EXERCISE AIM: Extract all of the entries and set them down verbatim.

GIVEN INFORMATION:
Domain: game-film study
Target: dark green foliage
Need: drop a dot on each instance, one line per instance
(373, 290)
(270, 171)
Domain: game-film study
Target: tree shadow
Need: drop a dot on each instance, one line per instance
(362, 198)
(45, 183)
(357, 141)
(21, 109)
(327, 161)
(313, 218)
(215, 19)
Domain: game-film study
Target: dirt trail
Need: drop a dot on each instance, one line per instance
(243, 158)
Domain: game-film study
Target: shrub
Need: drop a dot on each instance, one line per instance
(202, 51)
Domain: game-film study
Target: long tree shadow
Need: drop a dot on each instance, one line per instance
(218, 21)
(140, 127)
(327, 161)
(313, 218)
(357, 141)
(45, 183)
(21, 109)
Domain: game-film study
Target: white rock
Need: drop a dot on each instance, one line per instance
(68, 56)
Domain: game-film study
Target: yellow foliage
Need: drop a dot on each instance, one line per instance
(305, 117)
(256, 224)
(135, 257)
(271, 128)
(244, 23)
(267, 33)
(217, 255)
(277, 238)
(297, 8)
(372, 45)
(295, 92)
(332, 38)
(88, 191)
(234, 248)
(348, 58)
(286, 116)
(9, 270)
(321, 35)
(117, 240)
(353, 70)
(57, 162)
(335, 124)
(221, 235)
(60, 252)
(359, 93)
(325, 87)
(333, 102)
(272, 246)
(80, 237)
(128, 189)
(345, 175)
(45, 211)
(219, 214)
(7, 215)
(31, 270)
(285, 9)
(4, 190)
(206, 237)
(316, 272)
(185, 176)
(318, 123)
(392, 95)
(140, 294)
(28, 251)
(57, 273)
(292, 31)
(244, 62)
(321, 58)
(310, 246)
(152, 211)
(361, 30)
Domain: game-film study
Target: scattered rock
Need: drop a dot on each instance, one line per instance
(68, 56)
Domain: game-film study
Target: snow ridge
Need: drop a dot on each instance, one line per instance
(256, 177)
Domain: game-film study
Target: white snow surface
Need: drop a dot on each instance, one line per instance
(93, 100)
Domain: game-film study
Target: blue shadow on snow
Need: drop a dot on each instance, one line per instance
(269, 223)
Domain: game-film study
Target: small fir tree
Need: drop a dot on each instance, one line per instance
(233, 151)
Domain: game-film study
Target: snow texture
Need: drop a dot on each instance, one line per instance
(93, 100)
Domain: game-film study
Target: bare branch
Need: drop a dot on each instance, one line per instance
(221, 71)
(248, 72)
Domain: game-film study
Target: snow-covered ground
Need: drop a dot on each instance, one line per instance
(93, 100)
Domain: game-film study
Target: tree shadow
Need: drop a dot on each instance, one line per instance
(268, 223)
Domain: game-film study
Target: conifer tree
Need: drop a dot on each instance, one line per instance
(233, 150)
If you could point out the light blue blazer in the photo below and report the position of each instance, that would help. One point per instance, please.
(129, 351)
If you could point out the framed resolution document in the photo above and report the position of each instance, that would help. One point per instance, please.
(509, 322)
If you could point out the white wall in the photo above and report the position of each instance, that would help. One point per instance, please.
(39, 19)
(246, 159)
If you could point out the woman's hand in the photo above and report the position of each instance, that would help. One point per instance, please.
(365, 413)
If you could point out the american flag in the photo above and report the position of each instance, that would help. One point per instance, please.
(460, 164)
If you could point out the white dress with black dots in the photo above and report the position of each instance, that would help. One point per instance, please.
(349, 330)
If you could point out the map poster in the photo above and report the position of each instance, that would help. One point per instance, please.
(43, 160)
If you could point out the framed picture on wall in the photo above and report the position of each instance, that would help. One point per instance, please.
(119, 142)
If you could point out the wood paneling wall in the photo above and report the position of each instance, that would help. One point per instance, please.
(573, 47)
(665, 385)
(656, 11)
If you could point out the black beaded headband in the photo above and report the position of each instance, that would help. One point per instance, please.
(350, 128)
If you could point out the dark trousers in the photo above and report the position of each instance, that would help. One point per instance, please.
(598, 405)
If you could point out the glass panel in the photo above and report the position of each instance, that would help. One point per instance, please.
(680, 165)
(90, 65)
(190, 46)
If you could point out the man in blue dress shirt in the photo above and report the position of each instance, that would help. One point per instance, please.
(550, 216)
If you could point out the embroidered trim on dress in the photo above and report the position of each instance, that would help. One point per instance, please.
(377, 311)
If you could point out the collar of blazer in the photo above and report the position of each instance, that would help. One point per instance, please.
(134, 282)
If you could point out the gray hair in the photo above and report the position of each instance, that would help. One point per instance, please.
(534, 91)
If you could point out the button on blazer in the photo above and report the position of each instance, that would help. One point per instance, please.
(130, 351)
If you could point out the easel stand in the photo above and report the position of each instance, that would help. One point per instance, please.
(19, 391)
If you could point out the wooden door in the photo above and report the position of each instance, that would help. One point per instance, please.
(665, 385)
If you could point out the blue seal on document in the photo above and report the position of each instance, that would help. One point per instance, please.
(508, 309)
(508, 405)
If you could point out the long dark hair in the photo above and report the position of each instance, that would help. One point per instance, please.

FULL OUTPUT:
Domain: game-film study
Target: dark green foliage
Need: drop a dot on each instance, one line per instance
(373, 290)
(270, 171)
Domain: game-film study
Target: tree shadow
Need: drop a dot on each instance, one line per instance
(362, 198)
(45, 183)
(357, 141)
(21, 109)
(327, 161)
(313, 218)
(215, 19)
Domain: game-film study
Target: dirt trail
Need: drop a dot on each instance, one line per instance
(243, 158)
Domain: game-film study
Target: shrub
Need: drop a dot on each instance, one line per instance
(202, 51)
Domain: game-film study
Target: long tree shadow
Need: drop a dot on each instance, one line per instance
(218, 21)
(140, 127)
(327, 161)
(313, 218)
(357, 141)
(45, 183)
(21, 109)
Domain: game-film study
Target: white rock
Need: drop a dot on each instance, one line per instance
(68, 56)
Domain: game-film study
Target: yellow foliage
Need: drop a dot on each instance, one line per instance
(305, 117)
(256, 224)
(135, 257)
(271, 128)
(244, 23)
(267, 33)
(217, 255)
(277, 238)
(297, 8)
(372, 45)
(295, 92)
(332, 38)
(88, 191)
(234, 248)
(348, 58)
(286, 116)
(9, 270)
(321, 35)
(117, 240)
(353, 70)
(57, 162)
(335, 124)
(221, 235)
(60, 252)
(359, 93)
(325, 87)
(333, 102)
(272, 246)
(80, 237)
(128, 189)
(345, 175)
(45, 211)
(219, 214)
(7, 215)
(31, 270)
(285, 9)
(4, 190)
(206, 237)
(316, 272)
(185, 176)
(318, 123)
(392, 95)
(140, 294)
(28, 251)
(57, 273)
(292, 31)
(244, 62)
(321, 58)
(310, 246)
(152, 211)
(361, 30)
Domain: game-film study
Target: scattered rock
Need: drop a dot on each instance, one line per instance
(68, 56)
Domain: game-film study
Target: snow ridge
Need: drop a dot on each instance, one line per instance
(256, 177)
Domain: game-film study
Target: white snow surface
Need: drop a dot on each instance, one line per instance
(93, 100)
Domain: game-film study
Target: blue shadow on snow
Need: drop a dot on each instance, one line per instance
(269, 223)
Domain: game-film study
Target: small fir tree
Need: drop a dot on each instance, one line per instance
(233, 151)
Domain: game-film study
Target: snow texture
Need: drop a dot on each instance, one line per instance
(93, 100)
Domain: game-film study
Target: bare branch
Need: drop a dot on each instance, one line per instance
(221, 71)
(248, 72)
Domain: game-film study
Target: snow-covered ground
Need: drop a dot on each instance, one line per instance
(93, 100)
Domain: game-film study
Target: tree shadow
Need: drop a dot on each instance, one line per instance
(268, 223)
Domain: game-film study
Target: conifer tree
Need: drop a dot on each instance, one line per instance
(233, 150)
If you could point out the light blue blazer in the photo below and report the position of each instance, that would help. One point per instance, please.
(129, 351)
If you could point out the framed resolution document in the photo above and report the position of each instance, that would help. One point per instance, please.
(509, 322)
If you could point out the white wall in the photo above and report the position of each instance, that would help. One point per instance, please.
(39, 19)
(246, 159)
If you could point out the woman's hand in the photo above and report the position of each instance, that would help. One point per instance, please.
(365, 413)
If you could point out the american flag in the photo above and report the position of each instance, that would help. One point per instance, please.
(460, 164)
If you could point out the white dress with black dots in the photo above and report the position of each instance, that would help. One point per instance, please.
(349, 330)
If you could point out the map poster in the photo above and report the position of each instance, that would help. One point per instance, please.
(43, 160)
If you could point out the framed picture on wall in the photo above and report the position of each instance, that would help. One point per instance, please.
(119, 142)
If you could point out the wood paneling wall in the photo above and report the position of each instance, that would help. One point per instance, please.
(573, 47)
(665, 385)
(656, 11)
If you could point out the black beaded headband in the photo above and report the position of each instance, that would help. One point per instance, please.
(350, 128)
If you could point out the dark trousers in the photo above and report the position of each instance, that would help. One point per instance, please.
(598, 405)
If you could point out the glass panel in the photo above and report the position of each instance, that would help. One point per instance, please.
(680, 165)
(90, 65)
(190, 46)
If you could point out the man in blue dress shirt in the photo above and report the position of each instance, that would help. One point per instance, please.
(550, 216)
If you could point out the embroidered trim on dress in the photo above and report the position of each instance, that would help. One point per instance, please.
(377, 311)
If you could point out the collar of blazer in the photo above and report the position of each instance, that would help. One point per instance, please.
(134, 282)
If you could point out the gray hair in the photo above and report the position of each instance, that would help. One point per instance, please.
(534, 91)
If you could point out the button on blazer in the photo above and report the position of each instance, that would help. One point per instance, please.
(130, 351)
If you could point out the easel stand in the photo above and report the position of each instance, that would help. One point per instance, please.
(19, 391)
If you could point out the wooden door in the photo above and report the position of each instance, that would help. One point per instance, please.
(665, 385)
If you could point out the blue seal on document in the photo above and report the position of each instance, that would help. One point per instance, please.
(508, 309)
(508, 405)
If you could point out the long dark hair in the photo above and report the position of each instance, that would help. One point per instance, please.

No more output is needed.